Rewrite the rows from the start through the line containing "442L227 531L276 558L356", putting "coarse mask" wherever "rough mask" appears and changing nothing else. Leave the pictures out.

[Start of Attachment]

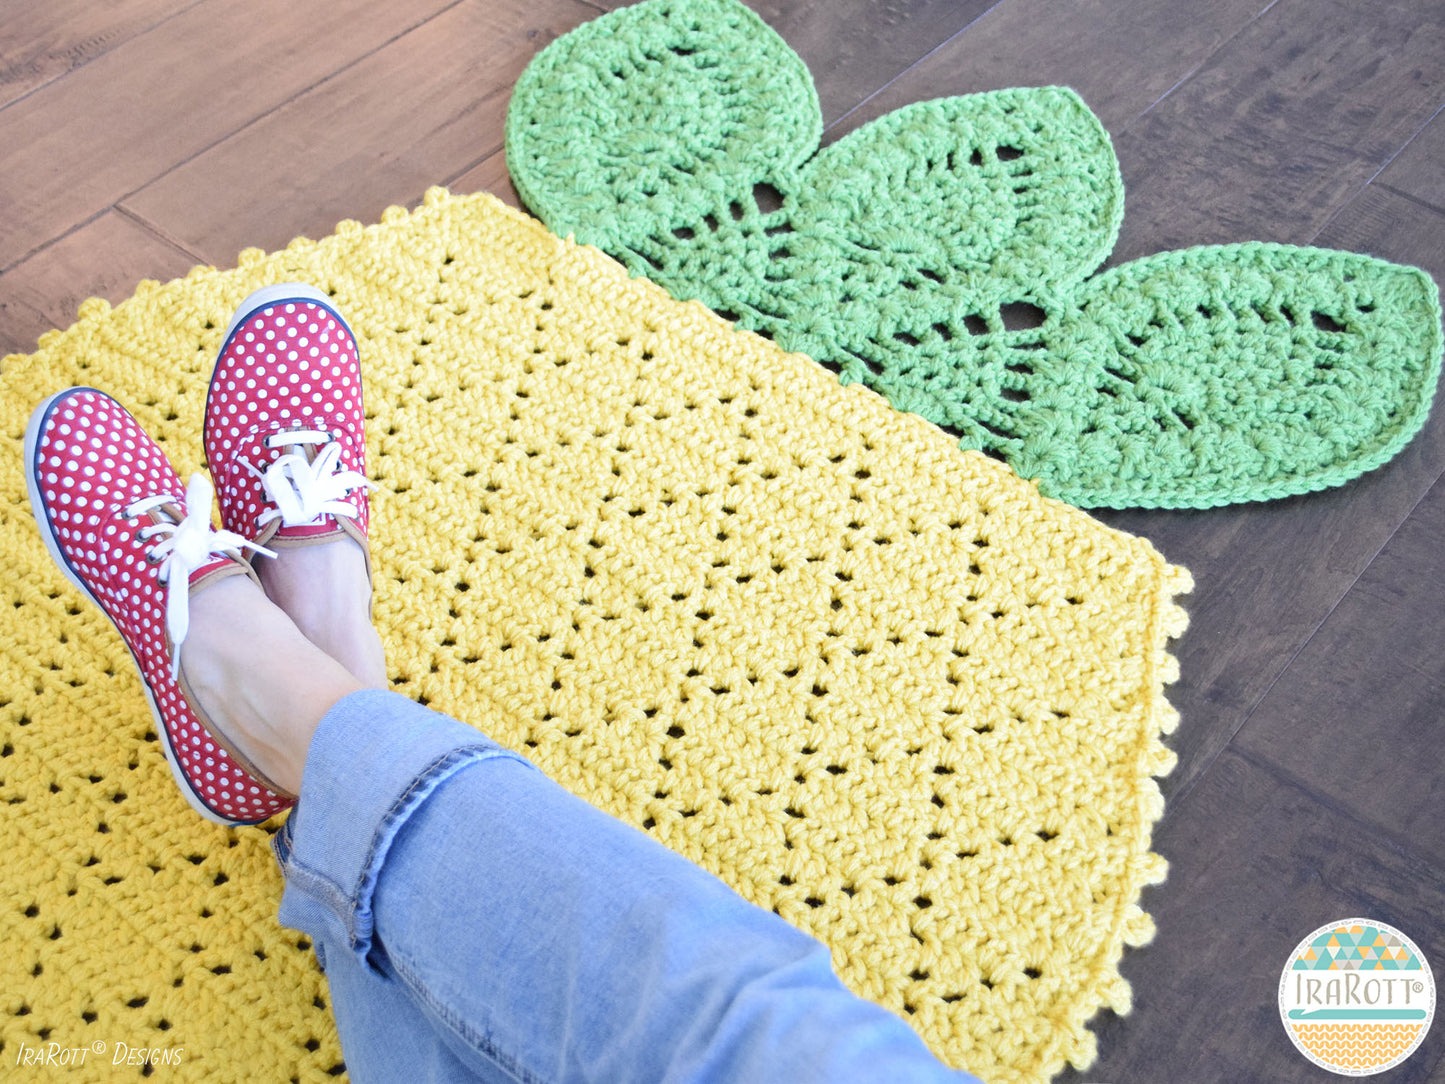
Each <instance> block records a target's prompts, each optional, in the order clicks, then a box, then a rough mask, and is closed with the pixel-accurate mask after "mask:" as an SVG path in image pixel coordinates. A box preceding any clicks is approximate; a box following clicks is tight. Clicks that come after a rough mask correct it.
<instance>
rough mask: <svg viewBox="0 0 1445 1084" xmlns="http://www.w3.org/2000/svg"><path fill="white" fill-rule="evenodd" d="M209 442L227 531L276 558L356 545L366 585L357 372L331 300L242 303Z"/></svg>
mask: <svg viewBox="0 0 1445 1084" xmlns="http://www.w3.org/2000/svg"><path fill="white" fill-rule="evenodd" d="M204 442H205V460H207V464H208V465H210V468H211V474H212V477H214V478H215V487H217V491H218V493H220V497H221V526H223V528H225V529H227V530H233V532H236V533H238V535H243V536H244V538H250V539H254V541H256V542H257V543H262V545H267V546H272V548H273V549H282V548H286V546H305V545H316V543H322V542H331V541H334V539H337V538H342V536H350V538H353V539H355V541H357V542H358V543H360V545H361V551H363V554H366V555H367V578H370V574H371V558H370V552H368V546H367V528H368V523H370V504H368V502H367V496H366V493H367V489H370V486H371V483H368V481H367V478H366V421H364V413H363V409H361V364H360V360H358V356H357V343H355V337H354V335H353V334H351V328H350V327H347V322H345V321H344V319H342V318H341V315H340V314H338V312H337V311H335V308H332V304H331V299H329V298H328V296H327V295H325V293H322V292H321V291H316V289H314V288H311V286H302V285H298V283H285V285H280V286H267V288H266V289H262V291H257V292H256V293H253V295H251V296H249V298H247V299H246V301H244V302H241V306H240V308H238V309H237V312H236V317H234V318H233V319H231V324H230V327H228V328H227V331H225V338H224V340H223V344H221V353H220V357H218V358H217V363H215V371H214V373H212V374H211V387H210V390H208V393H207V399H205V434H204Z"/></svg>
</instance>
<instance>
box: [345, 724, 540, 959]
mask: <svg viewBox="0 0 1445 1084" xmlns="http://www.w3.org/2000/svg"><path fill="white" fill-rule="evenodd" d="M478 754H480V756H478ZM496 759H506V760H517V762H520V763H523V765H526V766H527V767H535V765H533V763H532V762H530V760H527V759H526V757H523V756H519V754H517V753H513V752H512V750H510V749H497V747H494V746H481V744H478V746H462V747H460V749H449V750H447V752H445V753H442V754H441V756H439V757H436V759H435V760H432V762H431V763H429V765H426V767H423V769H422V770H420V772H418V773H416V778H415V779H412V782H410V783H409V785H407V788H406V789H405V791H402V793H399V795H397V796H396V801H393V802H392V805H390V808H387V811H386V814H384V815H383V817H381V820H380V821H379V822H377V827H376V831H374V833H373V834H371V844H370V846H368V847H367V853H366V857H364V859H363V860H361V869H360V873H358V876H357V883H355V887H354V889H353V892H351V893H350V902H351V908H350V913H348V916H347V919H348V921H347V935H348V937H350V938H351V948H353V950H355V948H357V947H358V944H360V938H358V937H357V932H355V929H357V921H355V916H357V911H358V909H360V908H361V890H363V886H364V885H366V883H367V880H370V879H371V877H370V874H371V864H373V863H374V861H376V853H377V847H379V846H380V844H381V841H383V840H386V843H387V846H390V841H392V838H393V834H392V833H389V831H387V830H389V828H390V827H392V825H393V824H394V822H396V821H397V818H399V817H400V815H402V812H403V811H405V809H406V806H407V804H409V802H410V801H412V799H413V796H415V795H416V792H418V791H419V789H420V788H422V786H423V785H429V783H432V780H434V778H435V776H436V775H438V773H441V772H442V770H445V769H454V770H452V772H447V775H452V773H454V772H457V770H461V769H462V767H465V766H467V765H468V763H481V762H484V760H496ZM436 782H438V783H439V782H441V780H439V779H438V780H436Z"/></svg>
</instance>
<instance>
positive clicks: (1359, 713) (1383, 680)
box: [1235, 481, 1445, 869]
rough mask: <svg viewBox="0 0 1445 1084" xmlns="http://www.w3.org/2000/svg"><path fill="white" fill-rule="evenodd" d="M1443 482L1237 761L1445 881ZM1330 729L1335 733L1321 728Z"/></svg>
mask: <svg viewBox="0 0 1445 1084" xmlns="http://www.w3.org/2000/svg"><path fill="white" fill-rule="evenodd" d="M1441 539H1445V481H1438V483H1436V484H1435V486H1433V489H1431V491H1429V493H1428V494H1426V496H1425V500H1422V502H1420V503H1419V506H1418V507H1416V509H1415V510H1413V512H1412V513H1410V517H1409V519H1406V520H1405V523H1403V525H1402V526H1400V529H1399V530H1397V532H1396V533H1394V536H1393V538H1392V539H1390V542H1389V543H1387V545H1386V546H1384V549H1381V551H1380V555H1379V556H1377V558H1376V559H1374V561H1371V562H1370V567H1368V568H1367V569H1366V571H1364V574H1363V575H1361V577H1360V580H1358V582H1355V584H1354V587H1351V588H1350V593H1348V594H1347V595H1345V597H1344V600H1342V601H1341V603H1340V606H1337V607H1335V610H1334V611H1332V613H1331V614H1329V619H1328V620H1327V621H1325V623H1324V626H1322V627H1321V629H1319V632H1318V633H1316V635H1315V636H1314V637H1312V639H1311V640H1309V643H1306V645H1305V649H1303V650H1302V652H1301V653H1299V658H1296V659H1295V661H1293V662H1292V663H1290V666H1289V669H1287V671H1286V672H1285V675H1283V676H1282V678H1280V679H1279V681H1277V682H1276V684H1274V687H1273V688H1272V689H1270V691H1269V695H1266V697H1264V700H1261V701H1260V704H1259V707H1257V708H1256V710H1254V711H1253V713H1251V715H1250V718H1248V721H1247V723H1246V724H1244V727H1243V728H1241V730H1240V734H1238V737H1237V739H1235V746H1237V747H1238V749H1243V750H1247V752H1248V753H1251V754H1254V756H1256V757H1257V759H1263V760H1270V762H1273V763H1274V765H1277V766H1279V767H1280V770H1282V772H1283V773H1287V775H1289V776H1292V778H1295V779H1298V780H1301V783H1302V785H1305V786H1308V788H1311V789H1312V791H1315V792H1318V793H1328V795H1331V796H1332V798H1334V799H1335V801H1338V802H1342V804H1344V805H1345V806H1347V808H1348V809H1350V811H1351V812H1353V814H1354V815H1357V817H1360V818H1361V820H1364V821H1368V822H1370V824H1374V825H1379V827H1380V830H1381V838H1383V840H1390V838H1393V840H1394V841H1396V843H1397V846H1405V847H1409V848H1412V850H1415V851H1418V853H1420V854H1423V856H1426V857H1429V859H1431V860H1432V861H1433V863H1436V864H1438V866H1439V867H1441V869H1445V820H1442V818H1441V809H1442V808H1445V779H1442V778H1441V775H1439V772H1419V770H1415V769H1413V766H1415V765H1422V763H1423V765H1429V763H1436V765H1438V763H1439V759H1441V752H1442V749H1445V728H1442V720H1445V652H1442V650H1441V645H1445V574H1442V569H1441V556H1439V555H1441V545H1442V542H1441ZM1322 720H1325V721H1328V723H1329V726H1321V721H1322Z"/></svg>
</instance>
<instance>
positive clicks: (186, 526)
mask: <svg viewBox="0 0 1445 1084" xmlns="http://www.w3.org/2000/svg"><path fill="white" fill-rule="evenodd" d="M214 493H215V490H212V489H211V483H210V481H208V480H207V477H205V476H204V474H192V476H191V481H189V483H188V484H186V487H185V506H186V513H185V517H184V519H181V520H179V522H176V520H169V522H162V523H152V525H150V526H149V528H142V529H140V536H142V538H143V539H152V538H156V536H162V538H160V541H159V542H156V543H153V545H152V546H150V548H149V549H147V551H146V558H147V559H149V561H152V562H153V564H159V565H160V572H159V577H158V578H159V580H160V582H162V584H165V585H166V633H169V636H171V676H172V678H175V676H178V675H179V674H181V645H182V643H184V642H185V637H186V633H189V632H191V574H192V572H195V571H197V569H198V568H204V567H205V565H208V564H211V561H214V559H215V558H218V556H225V555H227V551H240V549H241V546H249V548H250V549H254V551H256V552H257V554H264V555H266V556H275V554H273V552H272V551H269V549H266V548H264V546H259V545H256V543H254V542H250V541H247V539H244V538H241V536H240V535H237V533H234V532H230V530H215V529H214V528H212V526H211V497H212V496H214ZM175 503H176V499H175V497H172V496H169V494H160V496H156V497H144V499H142V500H137V502H134V503H133V504H130V506H129V507H127V509H126V513H124V515H126V516H129V517H131V519H134V517H137V516H144V515H146V513H149V512H152V510H153V509H159V507H162V506H165V504H175Z"/></svg>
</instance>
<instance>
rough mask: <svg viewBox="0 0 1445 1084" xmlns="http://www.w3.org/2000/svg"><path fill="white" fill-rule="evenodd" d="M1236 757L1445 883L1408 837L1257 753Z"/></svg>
mask: <svg viewBox="0 0 1445 1084" xmlns="http://www.w3.org/2000/svg"><path fill="white" fill-rule="evenodd" d="M1234 756H1237V757H1238V759H1240V760H1243V762H1246V763H1247V765H1250V766H1253V767H1257V769H1259V770H1260V772H1264V773H1266V775H1269V776H1272V778H1273V779H1277V780H1279V782H1280V783H1282V785H1283V786H1287V788H1290V789H1292V791H1295V792H1296V793H1299V795H1302V796H1305V798H1308V799H1309V801H1312V802H1315V804H1316V805H1321V806H1324V808H1325V809H1328V811H1329V812H1331V814H1334V815H1335V817H1338V818H1340V820H1342V821H1348V822H1350V824H1354V825H1357V827H1360V828H1361V830H1363V831H1366V833H1367V834H1370V835H1373V837H1374V838H1377V840H1380V843H1381V844H1384V846H1386V847H1389V848H1390V850H1393V851H1394V853H1396V854H1397V856H1399V857H1402V859H1405V860H1406V861H1407V863H1412V864H1416V866H1419V867H1420V869H1422V870H1423V872H1426V873H1428V874H1431V876H1429V879H1431V880H1436V882H1441V880H1445V869H1441V867H1439V866H1436V864H1435V863H1433V861H1432V860H1431V859H1426V857H1425V856H1423V854H1420V853H1419V851H1416V850H1415V848H1413V847H1412V846H1410V840H1409V838H1407V837H1400V835H1397V834H1394V833H1392V831H1390V830H1389V828H1386V827H1384V825H1381V824H1377V822H1376V821H1373V820H1370V818H1368V817H1364V815H1363V814H1361V812H1360V811H1358V809H1355V808H1353V806H1350V805H1347V804H1344V802H1341V801H1340V799H1338V798H1335V796H1334V795H1332V793H1331V792H1329V791H1327V789H1324V788H1318V786H1315V785H1312V783H1311V782H1309V780H1308V779H1303V778H1301V776H1296V775H1295V773H1293V772H1290V770H1289V767H1286V766H1285V765H1280V763H1279V762H1276V760H1272V759H1269V757H1264V756H1260V754H1257V753H1250V752H1248V750H1247V749H1234ZM1166 857H1168V856H1166Z"/></svg>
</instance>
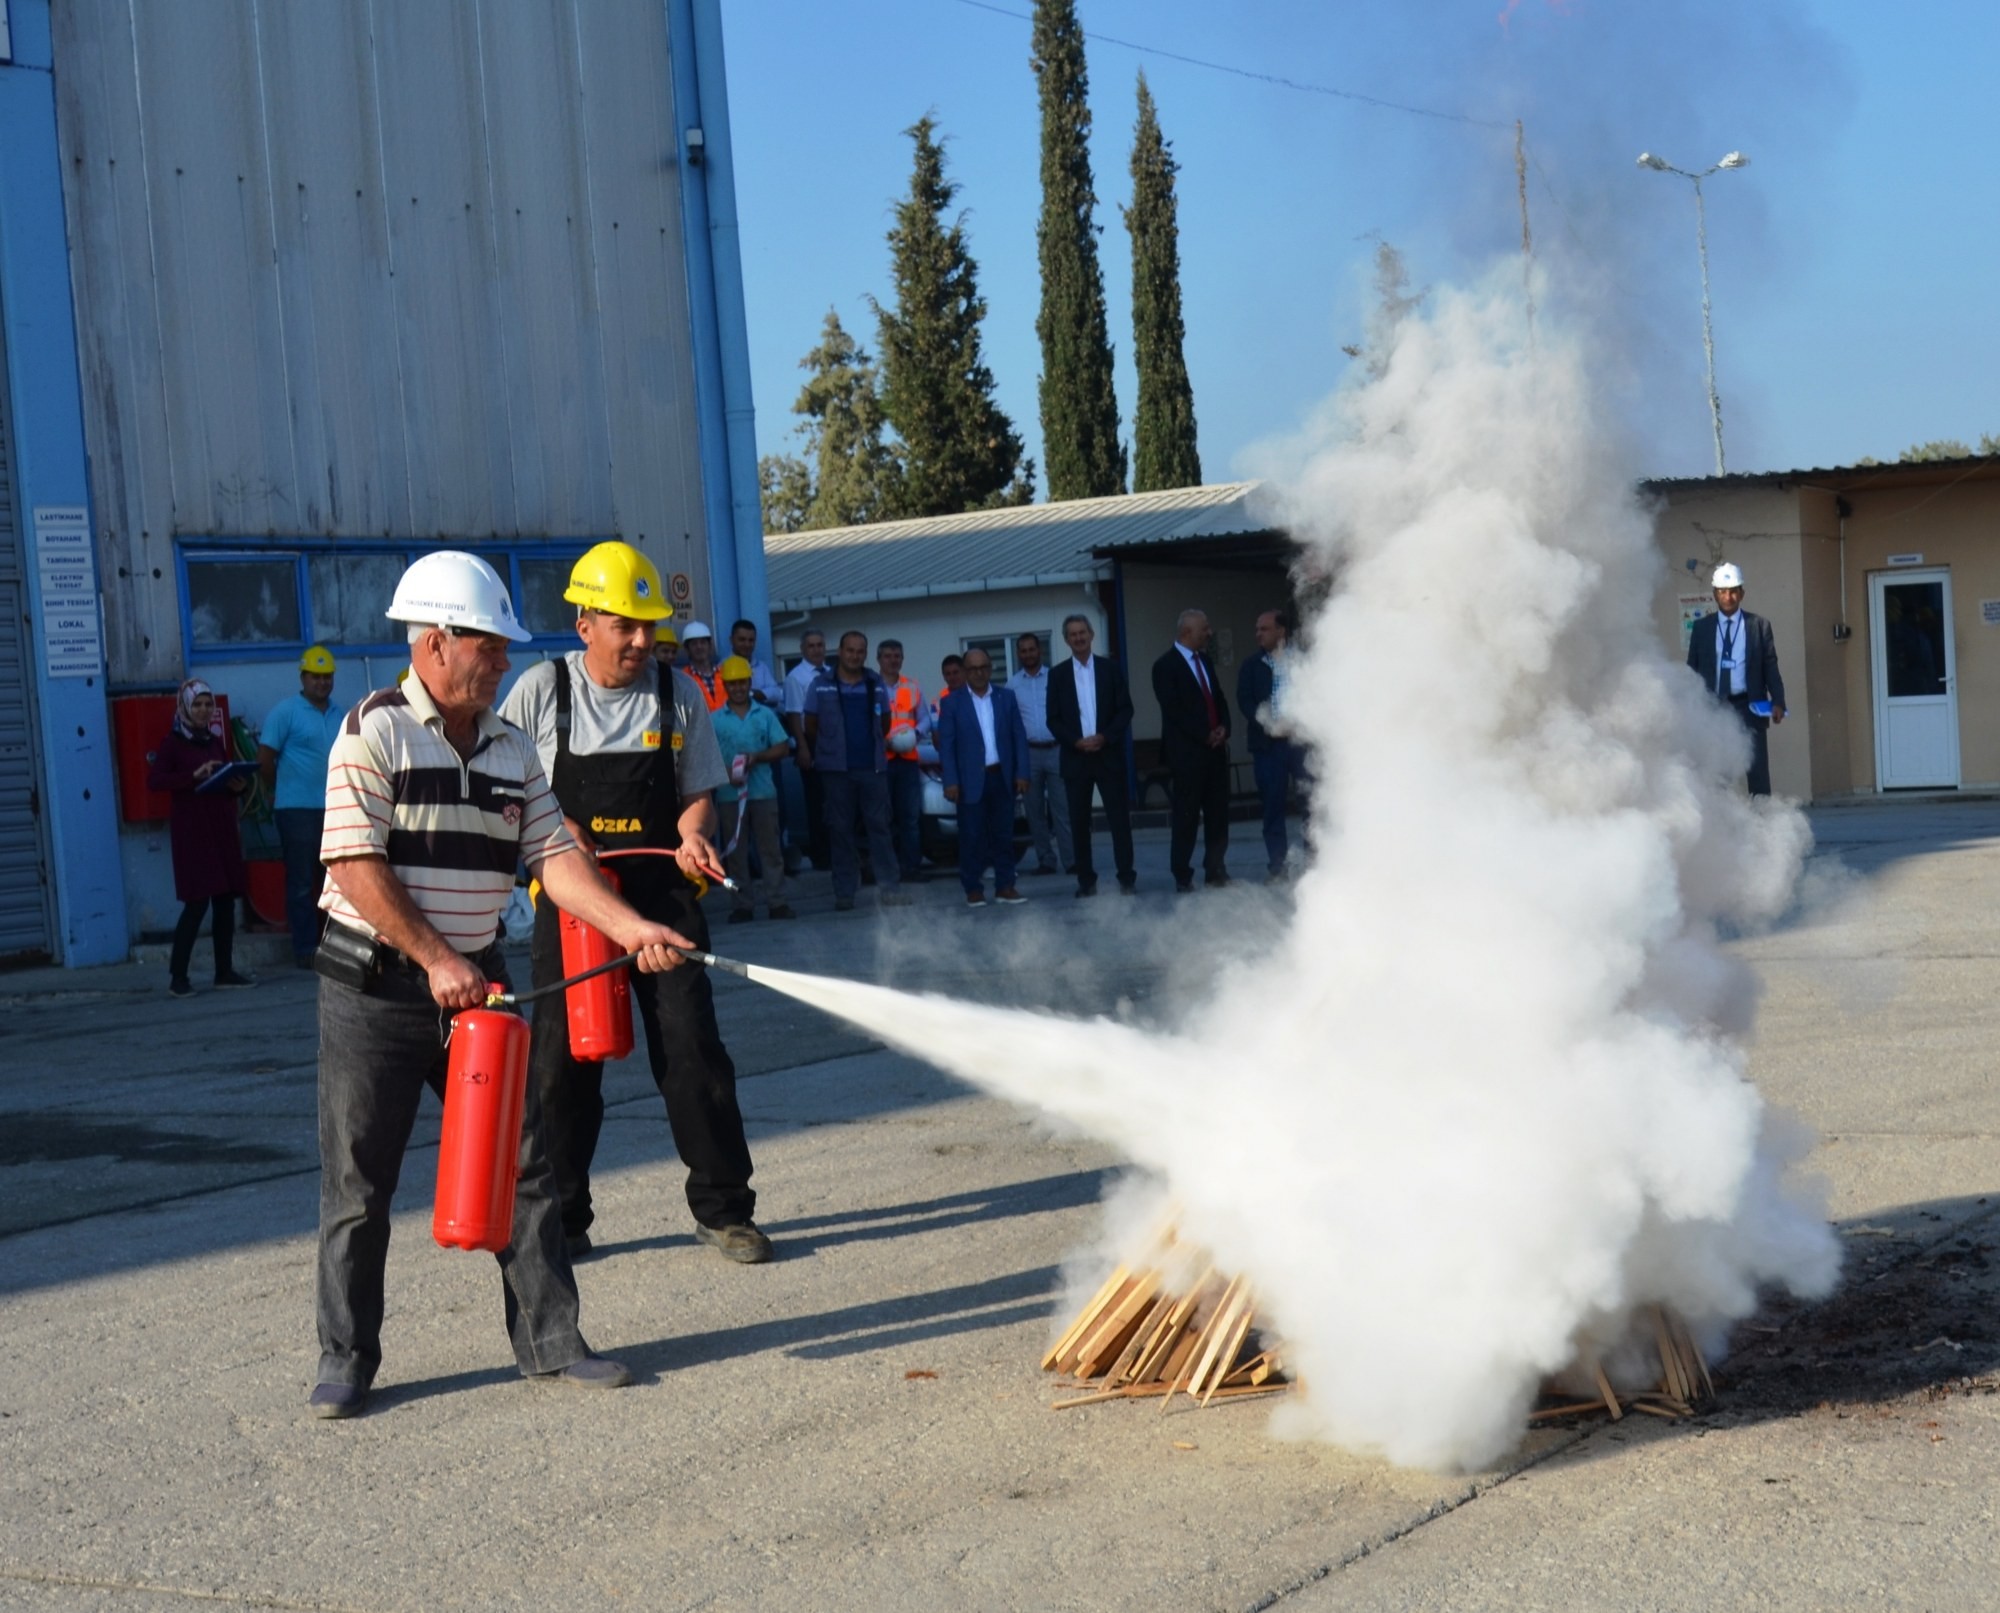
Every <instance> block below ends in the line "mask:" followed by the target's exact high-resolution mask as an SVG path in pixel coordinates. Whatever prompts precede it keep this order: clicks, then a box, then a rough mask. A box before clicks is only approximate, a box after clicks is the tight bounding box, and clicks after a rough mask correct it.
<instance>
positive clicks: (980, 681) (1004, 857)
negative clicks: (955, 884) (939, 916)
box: [938, 648, 1028, 907]
mask: <svg viewBox="0 0 2000 1613" xmlns="http://www.w3.org/2000/svg"><path fill="white" fill-rule="evenodd" d="M992 680H994V662H992V656H988V654H986V650H978V648H974V650H966V686H964V688H960V690H958V692H956V694H952V696H950V698H948V700H946V702H944V704H942V706H938V760H940V762H942V764H944V798H946V800H956V802H958V883H960V885H964V887H966V907H986V865H988V863H990V865H992V871H994V899H996V901H1002V903H1006V905H1008V907H1012V905H1016V903H1024V901H1028V899H1026V897H1022V895H1020V891H1016V889H1014V796H1018V794H1028V728H1026V724H1024V722H1022V720H1020V702H1018V700H1016V698H1014V694H1012V690H1008V688H994V686H992Z"/></svg>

[End of Attachment]

Written answer:
Each <instance> block records a target's prompts, each optional, in the order clicks, then a box, then a coarse mask, and is closed with the pixel-accurate mask after "mask:" as an SVG path in image pixel coordinates. A box preceding any clicks is approximate; a box following clicks is tight. Clicks that come after a coarse mask correct it.
<instance>
coarse mask: <svg viewBox="0 0 1445 1084" xmlns="http://www.w3.org/2000/svg"><path fill="white" fill-rule="evenodd" d="M209 442L227 531L276 558L356 545L366 585L357 372L331 300L242 303Z"/></svg>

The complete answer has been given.